## Task list
a) Reproduce the passage of the radiology publication article between "Research publication trend" and "Tuesday scientific session.", inclusive.
b) In the radiology publication article, what institution is Dr. Stephania Rizzo affiliated with?
c) According to the radiology publication article, which factors do not affect the time to acceptance and publication of original research articles in major radiology journals?
[Excerpt to read]
Research publication trend disturbs investigators

December 2, 2004

The time to acceptance and publication of original research articles in major radiology journals is not affected by their likelihood to change practice, cost to society, or safety concerns.

The time to acceptance and publication of original research articles in major radiology journals is not affected by their likelihood to change practice, cost to society, or safety concerns.

"These disturbing trends may be explained on the basis of low evidence-based medicine levels for validity and strength of most radiology research articles," said lead author Dr. Stephania Rizzo of the University of Milan during a Tuesday scientific session.

Rizzo and colleagues from Massachusetts General Hospital and Harvard Medical School selected 25 consecutive original research articles from each of eight peer-reviewed monthly radiology journals.
[/Excerpt to read]
[Recorded information]
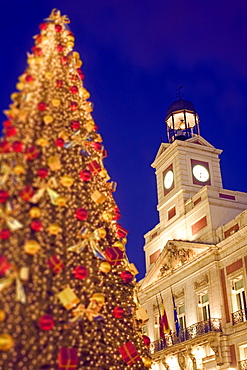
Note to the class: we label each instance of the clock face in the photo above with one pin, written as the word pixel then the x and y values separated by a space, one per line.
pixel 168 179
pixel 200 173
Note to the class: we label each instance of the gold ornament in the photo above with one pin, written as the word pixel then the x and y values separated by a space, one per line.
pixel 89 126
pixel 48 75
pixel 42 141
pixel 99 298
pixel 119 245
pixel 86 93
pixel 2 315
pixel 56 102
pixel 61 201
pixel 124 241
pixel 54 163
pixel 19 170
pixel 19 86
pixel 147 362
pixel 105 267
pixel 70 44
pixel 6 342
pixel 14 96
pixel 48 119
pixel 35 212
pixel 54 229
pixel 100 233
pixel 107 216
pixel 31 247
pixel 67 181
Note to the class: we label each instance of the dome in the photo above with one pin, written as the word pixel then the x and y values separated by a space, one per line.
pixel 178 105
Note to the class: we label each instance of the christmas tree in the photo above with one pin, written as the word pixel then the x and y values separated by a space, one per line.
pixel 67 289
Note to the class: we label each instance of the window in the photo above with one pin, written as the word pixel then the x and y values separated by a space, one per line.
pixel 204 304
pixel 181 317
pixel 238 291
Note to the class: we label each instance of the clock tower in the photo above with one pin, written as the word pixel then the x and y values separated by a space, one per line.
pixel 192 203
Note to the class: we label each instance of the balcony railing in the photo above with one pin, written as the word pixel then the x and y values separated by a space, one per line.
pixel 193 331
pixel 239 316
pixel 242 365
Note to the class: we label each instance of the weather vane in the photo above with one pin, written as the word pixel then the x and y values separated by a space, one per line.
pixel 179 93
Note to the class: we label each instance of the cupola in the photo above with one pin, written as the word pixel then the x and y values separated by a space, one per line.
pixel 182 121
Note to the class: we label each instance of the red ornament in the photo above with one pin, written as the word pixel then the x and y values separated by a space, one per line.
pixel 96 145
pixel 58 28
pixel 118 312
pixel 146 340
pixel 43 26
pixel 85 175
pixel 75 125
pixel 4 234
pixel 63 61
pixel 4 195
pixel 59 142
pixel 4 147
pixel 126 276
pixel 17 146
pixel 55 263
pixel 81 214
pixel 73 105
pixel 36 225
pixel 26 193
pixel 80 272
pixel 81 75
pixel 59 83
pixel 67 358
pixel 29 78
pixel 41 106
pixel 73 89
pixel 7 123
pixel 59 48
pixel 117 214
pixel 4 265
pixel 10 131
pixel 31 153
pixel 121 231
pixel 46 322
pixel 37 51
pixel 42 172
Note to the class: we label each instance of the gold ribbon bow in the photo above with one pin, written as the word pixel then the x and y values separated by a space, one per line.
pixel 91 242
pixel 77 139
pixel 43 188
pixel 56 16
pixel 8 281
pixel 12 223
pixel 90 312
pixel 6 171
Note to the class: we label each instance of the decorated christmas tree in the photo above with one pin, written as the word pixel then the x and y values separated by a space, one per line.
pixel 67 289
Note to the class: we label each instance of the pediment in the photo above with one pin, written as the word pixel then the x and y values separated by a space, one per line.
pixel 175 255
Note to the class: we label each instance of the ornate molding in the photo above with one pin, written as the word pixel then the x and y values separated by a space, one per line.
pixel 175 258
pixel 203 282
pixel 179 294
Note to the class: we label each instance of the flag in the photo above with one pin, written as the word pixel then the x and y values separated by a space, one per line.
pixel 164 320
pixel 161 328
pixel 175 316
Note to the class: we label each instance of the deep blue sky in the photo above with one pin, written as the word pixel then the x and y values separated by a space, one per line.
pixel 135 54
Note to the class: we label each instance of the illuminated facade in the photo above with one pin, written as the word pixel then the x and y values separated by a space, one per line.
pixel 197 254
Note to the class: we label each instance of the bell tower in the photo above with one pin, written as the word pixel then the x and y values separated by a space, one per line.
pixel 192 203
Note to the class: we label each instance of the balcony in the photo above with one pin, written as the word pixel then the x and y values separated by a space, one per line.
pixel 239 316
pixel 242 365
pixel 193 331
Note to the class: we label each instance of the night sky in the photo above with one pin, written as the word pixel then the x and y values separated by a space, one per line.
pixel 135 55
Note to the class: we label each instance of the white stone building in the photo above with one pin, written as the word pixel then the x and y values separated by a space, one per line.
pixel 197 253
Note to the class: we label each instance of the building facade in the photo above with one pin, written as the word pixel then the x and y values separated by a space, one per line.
[/Recorded information]
## Results for the exercise
a)
Research publication trend disturbs investigators

December 2, 2004

The time to acceptance and publication of original research articles in major radiology journals is not affected by their likelihood to change practice, cost to society, or safety concerns.

The time to acceptance and publication of original research articles in major radiology journals is not affected by their likelihood to change practice, cost to society, or safety concerns.

"These disturbing trends may be explained on the basis of low evidence-based medicine levels for validity and strength of most radiology research articles," said lead author Dr. Stephania Rizzo of the University of Milan during a Tuesday scientific session.

b) The University of Milan.

c)
- Likelihood to change practice
- Cost to society
- Safety concerns